GIVEN INFORMATION: Begin

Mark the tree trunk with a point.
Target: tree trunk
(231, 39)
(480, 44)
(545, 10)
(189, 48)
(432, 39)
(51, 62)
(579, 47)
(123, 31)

GIVEN INFORMATION: End
GIVEN INFORMATION: Begin

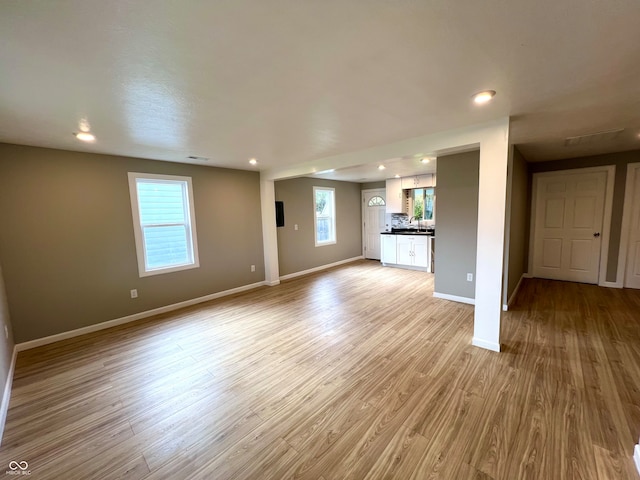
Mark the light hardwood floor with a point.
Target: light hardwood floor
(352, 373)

GIVEN INFORMATION: End

_REQUIRED ACTION_
Scan the material above for the string "with" and copy every line that has it.

_ANSWER SPACE_
Mark the tree trunk with a point.
Mark the light hardwood floor with a point.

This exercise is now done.